====== 引用文
遙かなる縄文の声

臨床看護2003年12月号 ほんのひととき 掲載
“遺跡保存するときに大事なのは,次の世代に伝えることである。しかし,現代に生きる私たちが感動しない限りは,次の世代に残せない。そのためには,公開が必要なのである"(本書より)

 今秋,青森・津軽を旅行する機会に恵まれました。『北のまほろば』を旅することは長年の望みでした。“まほろばとはまろやかな盆地で,まわりが山波にかこまれ,物成りがよく気持ちいい野,として理解したい。むろん,そこに沢山(さわ)に人が住み,穀物がゆたかに稔っていなければならないが"(司馬遼太郎街道をゆく』より)
 私の北への憧れのきっかけは,学生時代に読んだ『津軽』(太宰治)でした。“津軽への愛が,ときに含羞になり,自虐になりつつも,作品そのものを津軽という生命に仕上げていて,どの切片を切りとっても,津軽の皮膚や細胞でないものはなく,明治以後の散文の名品といっていい"(司馬遼太郎評より)
============
====== 記録データ
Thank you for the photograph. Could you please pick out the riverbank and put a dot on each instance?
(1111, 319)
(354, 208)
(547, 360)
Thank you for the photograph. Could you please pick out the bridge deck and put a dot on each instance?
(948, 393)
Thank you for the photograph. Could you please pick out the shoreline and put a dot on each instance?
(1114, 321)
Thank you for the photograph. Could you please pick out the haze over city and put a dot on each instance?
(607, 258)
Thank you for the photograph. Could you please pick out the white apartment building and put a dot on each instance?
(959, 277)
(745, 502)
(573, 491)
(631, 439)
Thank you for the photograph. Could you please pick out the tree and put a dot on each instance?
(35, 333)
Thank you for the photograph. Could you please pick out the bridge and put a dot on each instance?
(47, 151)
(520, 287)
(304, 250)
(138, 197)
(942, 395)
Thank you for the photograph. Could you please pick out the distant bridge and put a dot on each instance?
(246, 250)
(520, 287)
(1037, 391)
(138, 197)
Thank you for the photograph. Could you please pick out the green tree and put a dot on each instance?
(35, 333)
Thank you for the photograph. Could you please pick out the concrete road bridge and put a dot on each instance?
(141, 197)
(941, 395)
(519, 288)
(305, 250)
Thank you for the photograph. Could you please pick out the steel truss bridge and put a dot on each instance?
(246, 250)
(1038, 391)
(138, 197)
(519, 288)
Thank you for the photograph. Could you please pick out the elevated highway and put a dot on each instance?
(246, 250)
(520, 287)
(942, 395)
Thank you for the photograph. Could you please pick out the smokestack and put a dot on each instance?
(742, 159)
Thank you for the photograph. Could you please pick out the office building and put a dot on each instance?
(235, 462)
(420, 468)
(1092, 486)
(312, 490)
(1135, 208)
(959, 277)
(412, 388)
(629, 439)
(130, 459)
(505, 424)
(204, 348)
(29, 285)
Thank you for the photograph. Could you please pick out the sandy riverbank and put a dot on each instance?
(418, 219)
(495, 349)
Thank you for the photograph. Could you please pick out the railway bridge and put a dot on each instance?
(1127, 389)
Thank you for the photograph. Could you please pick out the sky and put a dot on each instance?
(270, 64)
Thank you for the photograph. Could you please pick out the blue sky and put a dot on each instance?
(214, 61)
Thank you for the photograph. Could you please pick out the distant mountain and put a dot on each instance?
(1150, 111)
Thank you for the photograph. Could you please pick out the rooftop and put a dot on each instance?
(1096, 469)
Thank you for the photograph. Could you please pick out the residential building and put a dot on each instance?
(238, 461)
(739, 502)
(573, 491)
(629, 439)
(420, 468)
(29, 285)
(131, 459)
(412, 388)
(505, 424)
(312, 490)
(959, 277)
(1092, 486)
============
### やること
(1) 引用文のうち、「臨床看護2003年12月号 ほんのひととき 掲載」で始まり「司馬遼太郎街道をゆく』より)」で終わる部分を、そのまま書き写してください。
(2) 引用文によると、筆者が北にあこがれるようになったきっかけは何ですか。
(3) 引用文の最後の文のあとから、続きを書き進めてください。

### 各問の答え
(1)
臨床看護2003年12月号 ほんのひととき 掲載
“遺跡保存するときに大事なのは,次の世代に伝えることである。しかし,現代に生きる私たちが感動しない限りは,次の世代に残せない。そのためには,公開が必要なのである"(本書より)

 今秋,青森・津軽を旅行する機会に恵まれました。『北のまほろば』を旅することは長年の望みでした。“まほろばとはまろやかな盆地で,まわりが山波にかこまれ,物成りがよく気持ちいい野,として理解したい。むろん,そこに沢山(さわ)に人が住み,穀物がゆたかに稔っていなければならないが"(司馬遼太郎街道をゆく』より)

(2) 学生時代に読んだ太宰治の『津軽』です。

(3)
 そして,津軽平野岩木山白神山地のブナ原生林,八甲田山奥入瀬十和田湖と魅力あるスポットが多くあるなかで,もっとも訪れたかったところが三内丸山遺跡でした。
 今回ご紹介する『遙かなる縄文の声』の著者の岡田康博さんは,青森県文化財調査センターに勤務し,1992年から三内丸山遺跡の発掘調査に携わっています。この遺跡のシンボルでもある高さ15mの六本のクリの木からなる堀立柱建物は,1994年に「4500年前の巨木柱出土」と新聞一面トップ記事にもなりました。
 “毛皮をまとって山野に獲物を追い,その日暮らしをしている,貧しい未開・未発達の縄文人というイメージは,もはや過去のものとなった。狩猟・採集に日々の糧を得てもいるが,同時にクリ林を管理し,また遠くの地域との交流・交易を行ない,定住生活を営み,家族よりも大きな単位の集団で社会を構成していたらしいことが,少しずつ見えてきたのである"(本書より)
 本書の魅力は,考古学的手法である竪穴の痕跡や出土した土器などの遺物分析にとどまらず,建築学,植物学,遺伝学など,関連する諸科学の分野の研究者の協力を得ながら,いわば集学的な手法を駆使して,新たな縄文像を検証しているプロセスを岡田さんがとつとつした語り口で描いていることにあると思います。
 たとえば,クリの木のDNA分析からは野生種の多様なパターンと違って,三内丸山のクリは同一パターンを示したことから,栽培されていた可能性が高いことが発見されました。また人骨に含まれる窒素同位体を分析することで,縄文人がどのような食生活を送っていたのかを推測する研究成果も紹介されています。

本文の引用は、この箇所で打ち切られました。